EXTRAIT CHOISI ▸
Beaucoup se demandent pourquoi les droits de l’homme ne sont pas systématiquement accompagnés par les devoirs de l’homme. Certains en déduisent même un laxisme un peu démagogue et voudraient une déclaration des devoirs de l’homme.
Le vœu est pieu mais il ne peut se réaliser en l’état car si un droit est individuel, un devoir est toujours par rapport à un critère, à une norme, à une loi, donc émanant d’un groupe, d’un pays, d’un pouvoir. Il n’y a pas de devoir sans référence. L’affirmation « Tu dois ! » est péremptoire si l’on ne sait pas dire pourquoi. Or la raison d’un devoir réside toujours dans une forme de cohésion sociale. Le devoir n’existe que par rapport à un groupe et le groupe n’existe que par un but commun à tous ses membres, par une vision partagée. Encore faut-il que cette aspiration soit réaliste et ne soit pas qu’un rêve ! Pour que le groupe existe il faut qu’il soit à taille humaine ; suffisamment petit pour que chaque individu puisse se faire une opinion en filtrant les connaissances reçues par le concret de son expérience et par la prise de distance de son discernement, suffisamment grand pour avoir une monnaie, des infrastructures et des organes régaliens comme l’armée, la police et la justice. C’est tout l’intérêt des économies d’échelle qui rappellent que ce qui est vrai à 10 millions d’individus est souvent faux à 100.000 ou à un milliard. Mais il est plus facile de rêver que d’agir, plus facile de rêver à des solutions simplistes villageoises, européennes ou mondiales que de s’affronter concrètement à la complexité d’un pays. La nation que j’appelle volontiers patrie a la bonne taille. Pour moi c’est la France et elle n’est pas en de bonnes mains.

CONSIGNES ÉCRITES ▸
1/ D'après le texte sur les droits et les devoirs de l'homme, où réside toujours la raison d'un devoir ?
2/ Poursuivez, s'il vous plaît, le texte sur les droits et les devoirs de l'homme à partir de sa dernière phrase.

MATÉRIEL ▸
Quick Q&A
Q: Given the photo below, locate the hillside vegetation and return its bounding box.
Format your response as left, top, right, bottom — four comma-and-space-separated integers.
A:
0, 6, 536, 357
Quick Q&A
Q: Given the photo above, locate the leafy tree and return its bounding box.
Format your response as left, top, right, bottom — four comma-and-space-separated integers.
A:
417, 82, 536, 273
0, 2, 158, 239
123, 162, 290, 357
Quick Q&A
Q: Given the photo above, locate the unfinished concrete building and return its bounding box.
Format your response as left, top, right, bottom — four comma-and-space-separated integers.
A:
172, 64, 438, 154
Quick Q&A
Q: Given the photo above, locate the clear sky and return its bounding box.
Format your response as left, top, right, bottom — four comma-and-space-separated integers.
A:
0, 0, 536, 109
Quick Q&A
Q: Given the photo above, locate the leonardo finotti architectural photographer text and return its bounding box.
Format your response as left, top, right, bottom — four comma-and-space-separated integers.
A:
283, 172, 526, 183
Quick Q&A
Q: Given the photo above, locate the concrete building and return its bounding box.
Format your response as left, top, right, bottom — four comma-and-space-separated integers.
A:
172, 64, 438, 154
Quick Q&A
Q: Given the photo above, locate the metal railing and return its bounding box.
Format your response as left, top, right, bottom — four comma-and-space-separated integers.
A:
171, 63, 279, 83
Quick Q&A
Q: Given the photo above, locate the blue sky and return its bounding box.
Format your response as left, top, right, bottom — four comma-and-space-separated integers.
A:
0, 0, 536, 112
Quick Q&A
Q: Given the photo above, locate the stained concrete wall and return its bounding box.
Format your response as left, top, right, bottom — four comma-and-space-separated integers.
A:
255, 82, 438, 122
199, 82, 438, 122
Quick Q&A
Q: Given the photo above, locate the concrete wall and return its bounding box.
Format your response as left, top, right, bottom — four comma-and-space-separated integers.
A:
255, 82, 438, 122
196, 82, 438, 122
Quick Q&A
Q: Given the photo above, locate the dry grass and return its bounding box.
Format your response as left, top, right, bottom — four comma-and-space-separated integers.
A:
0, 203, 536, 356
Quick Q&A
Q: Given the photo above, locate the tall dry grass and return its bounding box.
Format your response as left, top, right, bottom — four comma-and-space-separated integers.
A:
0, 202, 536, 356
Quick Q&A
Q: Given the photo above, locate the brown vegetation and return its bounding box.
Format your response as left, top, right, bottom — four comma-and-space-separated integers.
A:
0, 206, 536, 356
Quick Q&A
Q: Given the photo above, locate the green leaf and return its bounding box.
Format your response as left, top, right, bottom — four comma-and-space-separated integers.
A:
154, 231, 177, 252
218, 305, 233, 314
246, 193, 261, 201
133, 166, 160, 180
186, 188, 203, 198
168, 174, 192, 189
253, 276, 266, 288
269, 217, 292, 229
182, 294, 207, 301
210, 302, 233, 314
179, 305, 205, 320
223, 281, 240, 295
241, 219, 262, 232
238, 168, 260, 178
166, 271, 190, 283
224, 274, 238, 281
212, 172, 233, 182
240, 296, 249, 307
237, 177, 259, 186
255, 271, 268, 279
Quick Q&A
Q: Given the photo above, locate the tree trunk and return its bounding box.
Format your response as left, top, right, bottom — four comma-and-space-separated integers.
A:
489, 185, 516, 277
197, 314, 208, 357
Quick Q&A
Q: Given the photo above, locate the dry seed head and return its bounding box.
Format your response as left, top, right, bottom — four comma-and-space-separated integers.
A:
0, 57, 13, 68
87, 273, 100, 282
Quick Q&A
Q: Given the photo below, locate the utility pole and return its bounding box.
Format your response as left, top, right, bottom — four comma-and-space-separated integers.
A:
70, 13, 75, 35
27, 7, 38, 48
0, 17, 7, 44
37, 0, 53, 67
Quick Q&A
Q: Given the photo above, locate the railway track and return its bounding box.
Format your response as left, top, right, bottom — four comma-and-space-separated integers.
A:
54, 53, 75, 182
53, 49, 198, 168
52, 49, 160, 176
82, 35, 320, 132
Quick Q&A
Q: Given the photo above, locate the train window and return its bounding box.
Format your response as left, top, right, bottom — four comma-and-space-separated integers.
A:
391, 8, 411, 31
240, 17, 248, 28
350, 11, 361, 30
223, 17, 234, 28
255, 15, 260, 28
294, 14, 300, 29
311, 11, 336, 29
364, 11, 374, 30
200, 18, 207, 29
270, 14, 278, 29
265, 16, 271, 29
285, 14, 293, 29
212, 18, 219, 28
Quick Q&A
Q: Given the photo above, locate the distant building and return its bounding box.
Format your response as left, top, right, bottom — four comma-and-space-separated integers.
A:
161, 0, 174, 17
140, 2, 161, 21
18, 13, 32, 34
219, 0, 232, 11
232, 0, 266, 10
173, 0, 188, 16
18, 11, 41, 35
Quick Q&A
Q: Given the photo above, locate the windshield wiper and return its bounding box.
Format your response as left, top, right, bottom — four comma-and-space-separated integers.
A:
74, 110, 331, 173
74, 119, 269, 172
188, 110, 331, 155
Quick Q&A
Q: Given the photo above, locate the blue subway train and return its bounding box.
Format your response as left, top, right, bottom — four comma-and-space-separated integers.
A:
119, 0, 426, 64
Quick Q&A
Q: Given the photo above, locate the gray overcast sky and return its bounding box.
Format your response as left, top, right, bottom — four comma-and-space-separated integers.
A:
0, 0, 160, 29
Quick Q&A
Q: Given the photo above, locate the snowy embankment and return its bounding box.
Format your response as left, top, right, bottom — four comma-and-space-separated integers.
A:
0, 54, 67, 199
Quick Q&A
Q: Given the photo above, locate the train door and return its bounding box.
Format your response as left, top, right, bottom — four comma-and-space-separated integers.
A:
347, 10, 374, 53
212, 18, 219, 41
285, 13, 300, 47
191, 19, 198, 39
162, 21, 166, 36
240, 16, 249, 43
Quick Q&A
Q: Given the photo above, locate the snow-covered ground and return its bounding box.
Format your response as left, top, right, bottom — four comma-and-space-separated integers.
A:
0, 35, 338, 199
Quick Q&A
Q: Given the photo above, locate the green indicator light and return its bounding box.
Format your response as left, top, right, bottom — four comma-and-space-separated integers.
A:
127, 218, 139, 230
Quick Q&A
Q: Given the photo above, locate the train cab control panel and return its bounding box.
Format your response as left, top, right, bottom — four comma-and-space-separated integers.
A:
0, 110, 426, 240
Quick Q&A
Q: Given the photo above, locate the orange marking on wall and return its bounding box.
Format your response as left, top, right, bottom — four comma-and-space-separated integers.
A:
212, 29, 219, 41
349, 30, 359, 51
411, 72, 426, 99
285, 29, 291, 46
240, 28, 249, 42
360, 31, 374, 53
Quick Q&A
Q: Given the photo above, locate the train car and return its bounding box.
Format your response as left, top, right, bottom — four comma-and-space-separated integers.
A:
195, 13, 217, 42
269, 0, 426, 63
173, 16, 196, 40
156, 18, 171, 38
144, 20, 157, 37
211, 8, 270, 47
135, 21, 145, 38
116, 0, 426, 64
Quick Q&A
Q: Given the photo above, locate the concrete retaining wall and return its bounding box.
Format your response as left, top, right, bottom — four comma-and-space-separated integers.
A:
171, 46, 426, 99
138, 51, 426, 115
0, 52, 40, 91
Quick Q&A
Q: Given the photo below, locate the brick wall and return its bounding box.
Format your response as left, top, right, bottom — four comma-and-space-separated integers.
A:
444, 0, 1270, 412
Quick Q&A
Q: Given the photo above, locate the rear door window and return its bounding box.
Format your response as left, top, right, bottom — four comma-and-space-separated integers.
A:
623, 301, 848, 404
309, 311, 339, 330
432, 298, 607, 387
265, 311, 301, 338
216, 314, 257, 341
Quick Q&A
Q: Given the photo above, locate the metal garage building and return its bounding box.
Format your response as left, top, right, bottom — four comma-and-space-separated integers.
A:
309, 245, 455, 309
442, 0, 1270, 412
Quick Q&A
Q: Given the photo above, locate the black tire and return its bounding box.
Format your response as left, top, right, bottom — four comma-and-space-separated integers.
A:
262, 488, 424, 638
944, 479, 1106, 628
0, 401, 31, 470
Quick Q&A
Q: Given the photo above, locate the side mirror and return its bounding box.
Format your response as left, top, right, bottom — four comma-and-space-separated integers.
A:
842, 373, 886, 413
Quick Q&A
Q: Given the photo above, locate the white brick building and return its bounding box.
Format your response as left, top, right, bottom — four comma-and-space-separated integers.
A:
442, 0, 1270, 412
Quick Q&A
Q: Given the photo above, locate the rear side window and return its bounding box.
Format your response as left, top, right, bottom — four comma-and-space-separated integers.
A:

LISTE DES RÉPONSES ▸
1/ Dans une forme de cohésion sociale.

2/
Le mot devoir vient du latin debere qui a donné deveir au XIème siècle. Il est intéressant de remarquer que debere vient de de habere qui signifie « avoir quelque chose en le tenant de quelqu’un ». Un devoir est donc toujours une forme de dette vis-à-vis de quelqu’un d’autre, vis-à-vis de l’autre en général, vis-à-vis du groupe.
Le devoir est concomitant au groupe. Aucun groupe ne peut exister sans lois sociales qui sont des devoirs pour les individus, mais aucun devoir n’a d’efficacité s’il n’est pas une obligation qui donne force au groupe.
Faire son devoir c’est faire un effort et le sens de cet effort c’est d’aller vers sa reconnaissance personnelle par le groupe. Dans certains groupes il faut voler, voire tuer, pour être admis. Dans d’autres il faut honorer père et mère. Dans d’autres il faut servir son Dieu, et protéger la veuve et l’orphelin. Mais aujourd’hui quel vingtenaire va défendre sans rire le groupe dans lequel il rentre en respectant son devoir de ne pas consommer de cannabis ?
Le XXIème siècle n’ayant plus aucun groupe cohérent autre que délictueux, a abandonné le moteur du devoir pour se contenter du moteur du plaisir. Certes le plaisir est un moteur qui s’affadit rapidement mais au moins il comble le vide créé par l’absence du devoir qui, lui, mènerait au bonheur. Autant l’oublier dans le plaisir !
Les seuls qui ont encore en eux le goût du devoir sont ceux qui l’ont appris dans des groupes préexistants et beaucoup de ces groupes se contentent aujourd’hui de petits devoirs dans l’immédiateté de leur petit groupe qui attend le désastre en serrant les fesses et en se laissant bercer par les medias. Notre monde se délite et les medias nous font croire que l’on ne sait pas pourquoi.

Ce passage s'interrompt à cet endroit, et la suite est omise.